>> START ARTICLE

Naturally, Wolpert wants to discuss the relation between his own paper and the uniform law of large numbers, proven by Vapnik and Chervonenkis in the late '60s.

He therefore states that for a homogenous loss function in a uniform learning problem, the empirical loss on the training data is statistically independent of the loss on the test data. This should be obvious, since he is effectively assuming that the loss has a fixed distribution independent of the learning method.

Unfortunately, he then goes on to state that this has "strong implications for the uniform convergence formalism for studying supervised learning" (p. 1369), although he is in fact just giving a finite-sized example of just that theory. He elaborates:

Assume that our learning algorithm has a very low VC dimension. Since [the empirical error] is low and [the sample size] is large, we might hope that our generalization error will be low, independent of any assumptions concerning the target. (This is one common way people try to interpret the VC theorems.)

>> END ARTICLE

- [GOAL A]
Answer these questions about the excerpt on Wolpert's paper:
(i) Who proved the uniform law of large numbers, and in what period?
(ii) On what page does Wolpert write of "strong implications for the uniform convergence formalism for studying supervised learning"?
(iii) In the passage quoted from Wolpert, what kind of VC dimension is the learning algorithm assumed to have?
- [GOAL B]
Tally the lines of the entries that contain the word "arched", and give only that number.
The excerpt and the entries have no connection to each other.

>> START EXERCISE INPUT

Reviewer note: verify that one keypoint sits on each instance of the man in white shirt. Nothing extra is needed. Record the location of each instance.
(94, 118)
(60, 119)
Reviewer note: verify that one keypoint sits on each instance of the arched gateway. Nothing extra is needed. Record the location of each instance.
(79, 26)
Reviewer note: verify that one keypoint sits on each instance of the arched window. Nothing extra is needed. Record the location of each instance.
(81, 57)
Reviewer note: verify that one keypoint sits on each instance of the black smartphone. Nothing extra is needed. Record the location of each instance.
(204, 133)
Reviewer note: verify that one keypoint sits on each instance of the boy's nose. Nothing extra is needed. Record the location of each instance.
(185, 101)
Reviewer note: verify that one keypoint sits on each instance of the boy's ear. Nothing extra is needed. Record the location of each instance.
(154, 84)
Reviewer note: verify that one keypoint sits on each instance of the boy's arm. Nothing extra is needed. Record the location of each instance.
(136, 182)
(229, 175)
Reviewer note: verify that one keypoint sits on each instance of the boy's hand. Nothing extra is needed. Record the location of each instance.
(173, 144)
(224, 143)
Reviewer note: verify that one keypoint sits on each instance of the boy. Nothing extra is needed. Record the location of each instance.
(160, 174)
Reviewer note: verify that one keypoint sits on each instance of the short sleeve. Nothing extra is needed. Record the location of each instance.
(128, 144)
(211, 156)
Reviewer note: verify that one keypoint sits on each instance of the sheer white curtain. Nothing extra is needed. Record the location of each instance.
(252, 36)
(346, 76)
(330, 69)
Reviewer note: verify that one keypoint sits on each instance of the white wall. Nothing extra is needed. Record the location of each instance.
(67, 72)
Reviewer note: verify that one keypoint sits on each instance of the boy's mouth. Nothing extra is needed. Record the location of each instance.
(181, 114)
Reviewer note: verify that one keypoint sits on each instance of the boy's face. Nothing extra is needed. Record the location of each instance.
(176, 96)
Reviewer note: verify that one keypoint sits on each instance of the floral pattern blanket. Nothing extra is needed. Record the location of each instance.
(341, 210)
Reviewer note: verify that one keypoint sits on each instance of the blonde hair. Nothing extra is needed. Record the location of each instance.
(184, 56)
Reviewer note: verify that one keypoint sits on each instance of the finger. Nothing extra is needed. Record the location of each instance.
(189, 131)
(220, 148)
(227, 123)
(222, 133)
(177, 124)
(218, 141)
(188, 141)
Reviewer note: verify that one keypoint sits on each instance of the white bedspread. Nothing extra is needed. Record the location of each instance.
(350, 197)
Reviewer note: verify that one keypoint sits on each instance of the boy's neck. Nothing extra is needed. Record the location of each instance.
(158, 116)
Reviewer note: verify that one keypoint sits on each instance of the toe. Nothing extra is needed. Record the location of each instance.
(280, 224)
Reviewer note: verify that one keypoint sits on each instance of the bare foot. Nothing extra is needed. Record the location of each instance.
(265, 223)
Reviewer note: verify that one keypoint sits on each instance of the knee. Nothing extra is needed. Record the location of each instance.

>> END EXERCISE INPUT

- [EXERCISE RESULT A]
(i) Vapnik and Chervonenkis, in the late '60s.
(ii) Page 1369.
(iii) A very low VC dimension.

- [EXERCISE RESULT B]
2